This record supports the district court’s conclusion that Powell’s evidence amounted to a
mere disagreement with his doctors’ treatment decisions and was therefore insufficient
to establish deliberate indifference. See 
Pyles, 771 F.3d at 409
.

        Powell also argues that summary judgment in favor of Wexford was error
because Dr. Shah stated that he would have to consult Wexford before referring him to
an orthopedic surgeon since “money can be an issue, cause [sic] there is not money,” and
Wexford has a “public record of unconstitutional policies.” But as the district court
correctly determined, not only is the evidence speculative, but Wexford cannot be held
liable for damages if, as here, Powell cannot show an underlying constitutional violation.
See 
Pyles, 771 F.3d at 412
; Ray v. Wexford Health Sources, Inc., 
706 F.3d 864
, 866 (7th Cir.
2013).

       Next, Powell challenges the district court’s denial of an expert medical witness,
arguing that the need for an orthopedic specialist who could explain the standard of care
was apparent from the court’s misguided ruling. An expert was not necessary, however,
given the straightforward facts of the case and Powell’s failure to produce evidence that
the treatment was not appropriate. Gaviria v. Reynolds, 
476 F.3d 940
, 945 (D.C. Cir. 2007).
----
▶ Work request 1
List every case cited by name in the excerpt on Powell's appeal, counting each case once.
▶ Work request 2
Continue the excerpt on Powell's appeal from its last sentence.

▶ Records
----
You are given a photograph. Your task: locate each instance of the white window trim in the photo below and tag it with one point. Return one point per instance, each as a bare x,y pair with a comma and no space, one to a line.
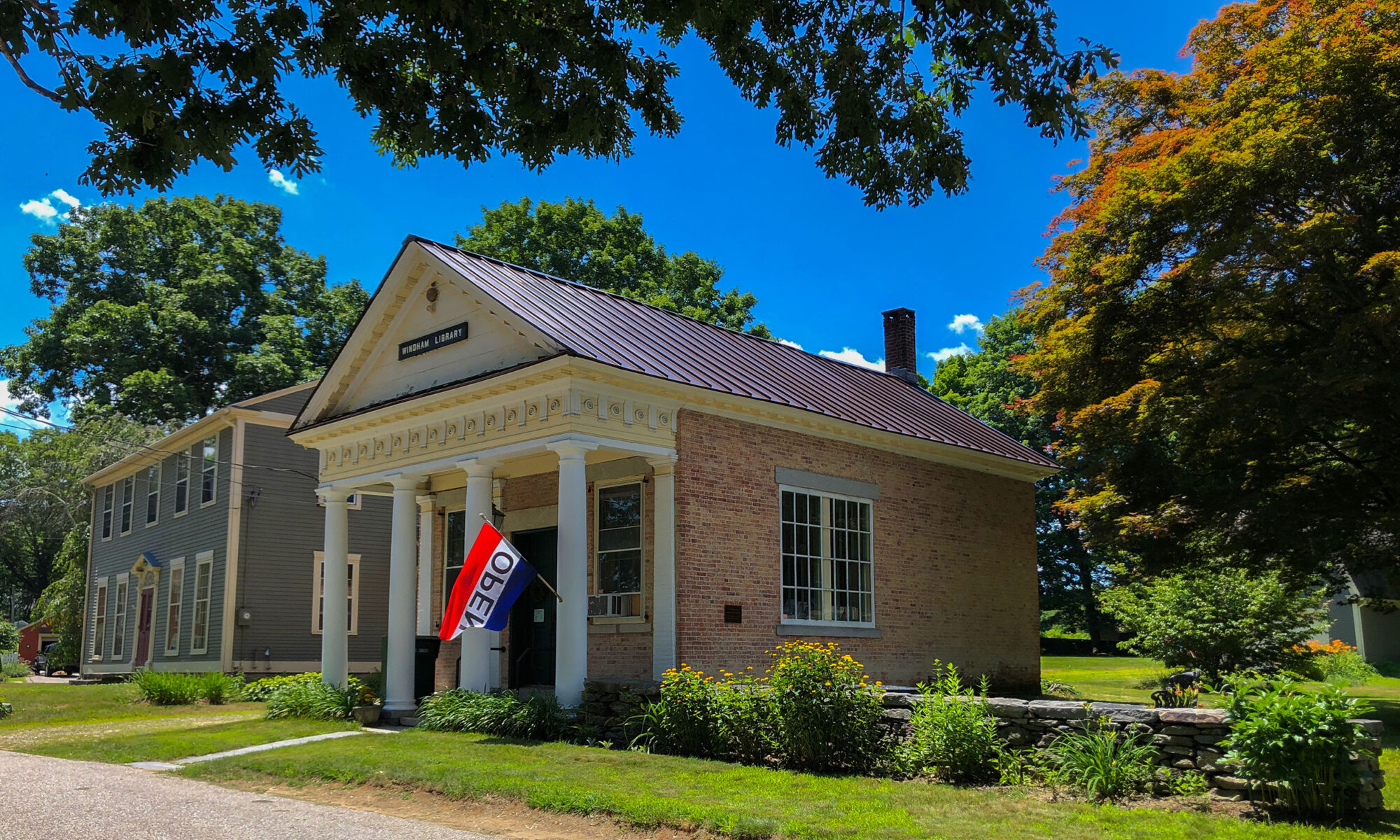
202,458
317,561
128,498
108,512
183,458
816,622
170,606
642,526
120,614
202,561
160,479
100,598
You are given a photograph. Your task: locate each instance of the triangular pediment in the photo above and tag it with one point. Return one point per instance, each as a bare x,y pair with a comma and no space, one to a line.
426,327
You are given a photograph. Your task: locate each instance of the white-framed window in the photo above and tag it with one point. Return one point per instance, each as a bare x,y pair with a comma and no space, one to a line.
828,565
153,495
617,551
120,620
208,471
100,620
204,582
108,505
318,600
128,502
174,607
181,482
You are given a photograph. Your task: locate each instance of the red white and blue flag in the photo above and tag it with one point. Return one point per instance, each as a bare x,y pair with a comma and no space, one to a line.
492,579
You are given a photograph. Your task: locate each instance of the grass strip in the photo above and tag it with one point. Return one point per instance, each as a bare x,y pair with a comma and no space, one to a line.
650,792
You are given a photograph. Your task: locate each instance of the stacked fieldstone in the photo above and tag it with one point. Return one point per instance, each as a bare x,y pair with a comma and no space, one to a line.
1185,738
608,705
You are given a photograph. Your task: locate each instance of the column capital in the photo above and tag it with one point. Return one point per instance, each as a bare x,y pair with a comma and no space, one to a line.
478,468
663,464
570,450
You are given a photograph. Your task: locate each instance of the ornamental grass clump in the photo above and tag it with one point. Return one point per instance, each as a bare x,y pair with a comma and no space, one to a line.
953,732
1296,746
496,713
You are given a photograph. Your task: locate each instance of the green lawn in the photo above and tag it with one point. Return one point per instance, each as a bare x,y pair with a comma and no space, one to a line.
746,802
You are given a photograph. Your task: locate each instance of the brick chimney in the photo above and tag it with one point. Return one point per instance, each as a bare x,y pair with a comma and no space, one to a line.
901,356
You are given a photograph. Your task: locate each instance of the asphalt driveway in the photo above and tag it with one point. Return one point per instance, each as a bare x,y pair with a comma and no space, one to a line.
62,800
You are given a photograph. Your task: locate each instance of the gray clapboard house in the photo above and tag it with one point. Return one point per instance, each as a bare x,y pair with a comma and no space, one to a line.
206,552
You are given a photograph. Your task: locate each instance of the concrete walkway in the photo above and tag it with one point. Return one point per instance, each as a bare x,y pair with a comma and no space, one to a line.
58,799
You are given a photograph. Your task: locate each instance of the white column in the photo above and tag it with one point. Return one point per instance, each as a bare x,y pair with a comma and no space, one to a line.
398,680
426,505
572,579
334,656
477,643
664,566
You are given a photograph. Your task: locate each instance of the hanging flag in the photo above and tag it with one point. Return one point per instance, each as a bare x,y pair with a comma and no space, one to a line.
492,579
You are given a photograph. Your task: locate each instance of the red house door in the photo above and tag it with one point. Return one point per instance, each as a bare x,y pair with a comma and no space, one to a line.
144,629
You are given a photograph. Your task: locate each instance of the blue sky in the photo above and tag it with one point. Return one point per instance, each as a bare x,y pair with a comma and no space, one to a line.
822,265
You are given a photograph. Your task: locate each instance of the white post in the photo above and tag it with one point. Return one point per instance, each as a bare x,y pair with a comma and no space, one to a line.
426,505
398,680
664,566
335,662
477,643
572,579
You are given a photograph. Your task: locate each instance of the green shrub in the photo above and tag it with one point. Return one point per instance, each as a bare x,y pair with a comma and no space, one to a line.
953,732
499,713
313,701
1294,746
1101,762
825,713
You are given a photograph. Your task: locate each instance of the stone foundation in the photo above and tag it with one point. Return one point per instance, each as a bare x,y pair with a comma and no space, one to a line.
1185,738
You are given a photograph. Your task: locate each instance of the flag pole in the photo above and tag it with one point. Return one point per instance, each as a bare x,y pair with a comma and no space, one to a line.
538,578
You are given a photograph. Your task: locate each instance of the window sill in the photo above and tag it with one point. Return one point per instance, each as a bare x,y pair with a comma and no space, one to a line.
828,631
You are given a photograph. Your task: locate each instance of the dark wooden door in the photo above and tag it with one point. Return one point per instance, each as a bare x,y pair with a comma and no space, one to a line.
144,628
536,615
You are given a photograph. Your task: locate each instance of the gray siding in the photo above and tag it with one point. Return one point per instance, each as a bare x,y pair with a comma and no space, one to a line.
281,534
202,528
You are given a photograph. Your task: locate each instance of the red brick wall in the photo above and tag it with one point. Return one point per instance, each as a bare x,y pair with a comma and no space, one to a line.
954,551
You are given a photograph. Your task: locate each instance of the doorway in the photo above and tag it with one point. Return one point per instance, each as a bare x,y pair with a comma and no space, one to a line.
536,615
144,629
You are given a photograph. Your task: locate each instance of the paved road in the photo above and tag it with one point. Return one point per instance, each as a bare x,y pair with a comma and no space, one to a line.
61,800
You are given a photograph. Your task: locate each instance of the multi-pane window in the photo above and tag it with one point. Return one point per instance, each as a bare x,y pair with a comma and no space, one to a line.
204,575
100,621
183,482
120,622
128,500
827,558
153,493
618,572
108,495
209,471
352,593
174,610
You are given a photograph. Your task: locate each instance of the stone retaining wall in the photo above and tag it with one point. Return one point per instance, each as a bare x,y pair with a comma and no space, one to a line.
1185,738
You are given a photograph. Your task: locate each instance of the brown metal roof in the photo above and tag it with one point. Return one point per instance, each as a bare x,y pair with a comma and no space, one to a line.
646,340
----
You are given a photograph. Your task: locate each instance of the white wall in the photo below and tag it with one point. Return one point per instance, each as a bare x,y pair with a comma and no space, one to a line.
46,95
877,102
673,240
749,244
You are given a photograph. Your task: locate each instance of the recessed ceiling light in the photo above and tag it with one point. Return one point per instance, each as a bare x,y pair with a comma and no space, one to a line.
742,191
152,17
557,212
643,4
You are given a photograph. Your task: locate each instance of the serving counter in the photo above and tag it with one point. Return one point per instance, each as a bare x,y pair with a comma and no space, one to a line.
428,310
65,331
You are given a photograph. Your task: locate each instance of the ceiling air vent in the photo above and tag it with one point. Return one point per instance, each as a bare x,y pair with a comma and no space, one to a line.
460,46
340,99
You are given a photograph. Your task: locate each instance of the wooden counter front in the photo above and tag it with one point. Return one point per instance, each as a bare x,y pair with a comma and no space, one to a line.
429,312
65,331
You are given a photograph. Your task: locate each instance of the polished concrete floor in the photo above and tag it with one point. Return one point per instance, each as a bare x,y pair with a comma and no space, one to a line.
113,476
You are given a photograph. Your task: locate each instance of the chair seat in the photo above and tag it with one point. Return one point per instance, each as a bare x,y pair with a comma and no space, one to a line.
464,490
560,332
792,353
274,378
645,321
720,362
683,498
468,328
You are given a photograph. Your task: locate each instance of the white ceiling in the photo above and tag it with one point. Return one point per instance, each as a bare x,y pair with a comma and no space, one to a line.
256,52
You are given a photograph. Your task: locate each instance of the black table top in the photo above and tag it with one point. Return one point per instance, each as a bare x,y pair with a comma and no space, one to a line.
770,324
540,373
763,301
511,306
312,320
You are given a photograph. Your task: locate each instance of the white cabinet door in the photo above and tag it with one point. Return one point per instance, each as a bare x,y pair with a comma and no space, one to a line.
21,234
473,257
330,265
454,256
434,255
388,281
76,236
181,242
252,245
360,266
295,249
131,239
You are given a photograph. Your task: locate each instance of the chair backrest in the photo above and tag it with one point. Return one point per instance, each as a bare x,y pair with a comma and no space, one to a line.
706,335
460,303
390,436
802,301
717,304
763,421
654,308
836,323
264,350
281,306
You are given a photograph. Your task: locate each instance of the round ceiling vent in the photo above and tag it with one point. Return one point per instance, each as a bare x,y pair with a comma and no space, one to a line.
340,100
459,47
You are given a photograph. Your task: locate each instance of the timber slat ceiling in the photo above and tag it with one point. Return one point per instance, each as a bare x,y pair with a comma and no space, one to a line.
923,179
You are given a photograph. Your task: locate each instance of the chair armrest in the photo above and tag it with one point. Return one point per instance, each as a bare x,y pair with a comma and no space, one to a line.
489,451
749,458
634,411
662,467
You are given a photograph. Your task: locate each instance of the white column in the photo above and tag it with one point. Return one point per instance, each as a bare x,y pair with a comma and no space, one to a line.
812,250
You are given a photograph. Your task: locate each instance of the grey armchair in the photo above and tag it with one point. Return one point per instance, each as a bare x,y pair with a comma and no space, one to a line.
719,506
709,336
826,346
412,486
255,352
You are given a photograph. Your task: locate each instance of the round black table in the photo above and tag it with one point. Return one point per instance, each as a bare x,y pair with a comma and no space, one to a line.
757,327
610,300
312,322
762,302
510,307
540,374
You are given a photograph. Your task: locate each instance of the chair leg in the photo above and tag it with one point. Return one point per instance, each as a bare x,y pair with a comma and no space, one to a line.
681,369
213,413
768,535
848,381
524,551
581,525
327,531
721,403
----
▶ Result 1
Pyles; Ray v. Wexford Health Sources, Inc.; Gaviria v. Reynolds

▶ Result 2
Moreover, the only issue in this case was whether the doctors had a “sufficiently
culpable state of mind,” Farmer v. Brennan, 
511 U.S. 825
, 834 (1994); 
Holloway, 700 F.3d at 1072
, which the court accurately recognized as a subjective inquiry that did not require
an expert, see Ledford v. Sullivan, 
105 F.3d 354
, 359–60 (7th Cir. 1997).

       Finally, Powell argues that the district court abused its discretion by denying him
counsel because the case involved conflicting medical testimony and he is incarcerated,
indigent, and lacks legal training. But as the district court correctly pointed out, Powell
demonstrated over the course of litigation that he was competent to litigate his case.
Powell filed “cogent pleadings” and defeated an earlier motion for summary judgment
on exhaustion grounds; his claims and knee injury were not novel or complex; and he
had personal knowledge of the facts underlying his claims and was able to obtain his
own medical records. See Olson v. Morgan, 
750 F.3d 708
, 711–12 (7th Cir. 2014); Pruitt v.
Mote, 
503 F.3d 647
, 654–55 (7th Cir. 2007) (en banc).

                                                                               AFFIRMED.